◆ What the task requires: Reproduce each of the following records verbatim, line for line, with no changes.

◆ Provided material:
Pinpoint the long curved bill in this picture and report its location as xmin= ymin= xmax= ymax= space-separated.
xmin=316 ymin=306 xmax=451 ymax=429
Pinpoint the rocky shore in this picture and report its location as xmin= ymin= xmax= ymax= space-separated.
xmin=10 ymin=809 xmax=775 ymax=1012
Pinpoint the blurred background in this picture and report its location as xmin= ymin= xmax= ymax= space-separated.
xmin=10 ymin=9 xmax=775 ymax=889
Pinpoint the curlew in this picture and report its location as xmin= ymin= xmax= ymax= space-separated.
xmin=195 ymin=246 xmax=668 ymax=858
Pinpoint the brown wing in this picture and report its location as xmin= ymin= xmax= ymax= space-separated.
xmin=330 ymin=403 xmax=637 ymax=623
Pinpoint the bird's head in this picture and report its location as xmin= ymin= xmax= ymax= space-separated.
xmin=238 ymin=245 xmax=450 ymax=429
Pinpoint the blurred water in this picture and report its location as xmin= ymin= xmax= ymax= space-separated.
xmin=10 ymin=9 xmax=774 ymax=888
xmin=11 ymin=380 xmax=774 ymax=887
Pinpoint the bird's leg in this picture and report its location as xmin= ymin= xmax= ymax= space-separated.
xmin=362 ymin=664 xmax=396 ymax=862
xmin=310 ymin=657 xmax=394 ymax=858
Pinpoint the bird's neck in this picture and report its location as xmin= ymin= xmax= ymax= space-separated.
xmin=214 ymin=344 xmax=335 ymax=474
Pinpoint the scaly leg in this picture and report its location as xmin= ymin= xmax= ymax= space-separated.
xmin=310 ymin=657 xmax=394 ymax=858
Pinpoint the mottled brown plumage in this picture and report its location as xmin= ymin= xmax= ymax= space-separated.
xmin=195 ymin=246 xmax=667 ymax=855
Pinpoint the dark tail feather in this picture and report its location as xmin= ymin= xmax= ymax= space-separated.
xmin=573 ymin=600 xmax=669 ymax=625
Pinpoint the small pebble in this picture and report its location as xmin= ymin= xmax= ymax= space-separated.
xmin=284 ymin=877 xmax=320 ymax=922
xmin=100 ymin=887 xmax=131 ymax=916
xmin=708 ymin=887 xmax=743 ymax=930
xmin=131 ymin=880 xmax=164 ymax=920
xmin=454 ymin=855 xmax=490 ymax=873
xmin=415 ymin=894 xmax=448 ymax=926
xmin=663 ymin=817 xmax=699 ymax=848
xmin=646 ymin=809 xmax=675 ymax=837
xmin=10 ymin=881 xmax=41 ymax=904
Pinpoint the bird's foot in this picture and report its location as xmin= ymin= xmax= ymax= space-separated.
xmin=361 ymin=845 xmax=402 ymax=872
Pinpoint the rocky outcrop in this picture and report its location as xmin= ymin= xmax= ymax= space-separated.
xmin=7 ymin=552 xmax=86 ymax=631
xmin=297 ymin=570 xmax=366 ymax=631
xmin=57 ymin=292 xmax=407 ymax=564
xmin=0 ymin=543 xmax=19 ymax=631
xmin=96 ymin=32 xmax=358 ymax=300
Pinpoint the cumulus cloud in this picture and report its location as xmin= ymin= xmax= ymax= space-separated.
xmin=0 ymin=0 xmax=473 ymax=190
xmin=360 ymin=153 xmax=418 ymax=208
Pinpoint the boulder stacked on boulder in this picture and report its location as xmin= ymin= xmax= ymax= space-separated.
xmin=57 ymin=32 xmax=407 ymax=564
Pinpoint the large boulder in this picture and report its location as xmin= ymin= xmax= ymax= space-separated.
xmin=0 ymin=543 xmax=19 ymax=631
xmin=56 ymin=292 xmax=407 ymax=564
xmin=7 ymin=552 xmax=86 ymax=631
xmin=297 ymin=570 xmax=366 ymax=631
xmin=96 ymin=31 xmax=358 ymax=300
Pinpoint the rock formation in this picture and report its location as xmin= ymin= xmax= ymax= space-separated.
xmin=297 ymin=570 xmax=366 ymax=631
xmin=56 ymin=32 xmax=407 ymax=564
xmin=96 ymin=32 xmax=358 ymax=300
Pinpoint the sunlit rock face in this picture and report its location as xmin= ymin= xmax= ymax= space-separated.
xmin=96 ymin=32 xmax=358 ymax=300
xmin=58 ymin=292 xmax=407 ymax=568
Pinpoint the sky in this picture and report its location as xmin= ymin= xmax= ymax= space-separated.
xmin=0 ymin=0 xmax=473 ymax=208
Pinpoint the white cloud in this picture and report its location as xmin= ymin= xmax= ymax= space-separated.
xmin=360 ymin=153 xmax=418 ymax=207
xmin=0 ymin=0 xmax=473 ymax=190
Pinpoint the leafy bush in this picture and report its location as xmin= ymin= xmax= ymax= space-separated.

◆ Solution for this problem:
Pinpoint the long curved bill in this picture and report its location as xmin= ymin= xmax= ymax= space-separated.
xmin=316 ymin=306 xmax=451 ymax=429
Pinpoint the rocky shore in this picture and report its location as xmin= ymin= xmax= ymax= space-separated.
xmin=10 ymin=809 xmax=775 ymax=1012
Pinpoint the blurred background in this picture and report its location as xmin= ymin= xmax= ymax= space-separated.
xmin=10 ymin=9 xmax=775 ymax=889
Pinpoint the curlew in this picture and report its location as xmin= ymin= xmax= ymax= space-separated.
xmin=195 ymin=246 xmax=668 ymax=858
Pinpoint the brown wing in this picture and report its location as xmin= ymin= xmax= ymax= space-separated.
xmin=330 ymin=403 xmax=637 ymax=623
Pinpoint the bird's head in this picture and report its location as xmin= ymin= xmax= ymax= space-separated.
xmin=238 ymin=245 xmax=450 ymax=429
Pinpoint the blurred water in this picture and report its location as xmin= ymin= xmax= ymax= space-separated.
xmin=10 ymin=9 xmax=774 ymax=888
xmin=11 ymin=380 xmax=774 ymax=887
Pinpoint the bird's leg in this picture and report its location as xmin= ymin= xmax= ymax= space-separated.
xmin=362 ymin=664 xmax=396 ymax=862
xmin=310 ymin=657 xmax=394 ymax=858
Pinpoint the bird's neck in this picture and report its location as xmin= ymin= xmax= ymax= space-separated.
xmin=214 ymin=344 xmax=335 ymax=474
Pinpoint the scaly leg in this picture and report its location as xmin= ymin= xmax= ymax= space-separated.
xmin=310 ymin=657 xmax=394 ymax=858
Pinpoint the mottled brown plumage in this picture and report its location as xmin= ymin= xmax= ymax= space-separated.
xmin=195 ymin=246 xmax=667 ymax=855
Pinpoint the dark tail feather in this picture and report its location as xmin= ymin= xmax= ymax= space-separated.
xmin=573 ymin=600 xmax=669 ymax=625
Pinpoint the small pebble in this picture and report its location as xmin= ymin= xmax= ymax= space-separated.
xmin=284 ymin=877 xmax=320 ymax=922
xmin=100 ymin=887 xmax=131 ymax=916
xmin=708 ymin=887 xmax=743 ymax=930
xmin=131 ymin=880 xmax=164 ymax=920
xmin=454 ymin=855 xmax=490 ymax=873
xmin=415 ymin=894 xmax=448 ymax=926
xmin=663 ymin=817 xmax=699 ymax=848
xmin=646 ymin=809 xmax=675 ymax=837
xmin=10 ymin=881 xmax=41 ymax=904
Pinpoint the bird's foot in this picture and report its location as xmin= ymin= xmax= ymax= space-separated.
xmin=361 ymin=845 xmax=402 ymax=872
Pinpoint the rocky outcrop in this picture and report its location as xmin= ymin= xmax= ymax= space-separated.
xmin=7 ymin=552 xmax=86 ymax=631
xmin=297 ymin=570 xmax=366 ymax=631
xmin=57 ymin=292 xmax=407 ymax=564
xmin=0 ymin=543 xmax=19 ymax=631
xmin=96 ymin=32 xmax=358 ymax=300
Pinpoint the cumulus cloud in this picture and report its location as xmin= ymin= xmax= ymax= space-separated.
xmin=0 ymin=0 xmax=473 ymax=190
xmin=360 ymin=153 xmax=418 ymax=208
Pinpoint the boulder stacked on boulder in this picture and report its location as xmin= ymin= xmax= ymax= space-separated.
xmin=57 ymin=32 xmax=407 ymax=564
Pinpoint the large boulder in this picture and report its location as xmin= ymin= xmax= ymax= space-separated.
xmin=0 ymin=543 xmax=19 ymax=631
xmin=56 ymin=292 xmax=407 ymax=564
xmin=7 ymin=552 xmax=86 ymax=631
xmin=297 ymin=570 xmax=366 ymax=631
xmin=96 ymin=31 xmax=358 ymax=300
Pinpoint the rock formation in this picture and report its location as xmin= ymin= xmax= ymax= space-separated.
xmin=297 ymin=570 xmax=366 ymax=631
xmin=56 ymin=32 xmax=407 ymax=564
xmin=96 ymin=32 xmax=358 ymax=300
Pinpoint the sunlit rock face in this picture and report its location as xmin= ymin= xmax= ymax= space-separated.
xmin=96 ymin=32 xmax=358 ymax=300
xmin=58 ymin=292 xmax=407 ymax=568
Pinpoint the sky in this picture and report its location as xmin= ymin= xmax= ymax= space-separated.
xmin=0 ymin=0 xmax=473 ymax=208
Pinpoint the white cloud in this picture and report its location as xmin= ymin= xmax= ymax= space-separated.
xmin=360 ymin=153 xmax=418 ymax=207
xmin=0 ymin=0 xmax=473 ymax=190
Pinpoint the leafy bush in this picture and report its location as xmin= ymin= xmax= ymax= space-separated.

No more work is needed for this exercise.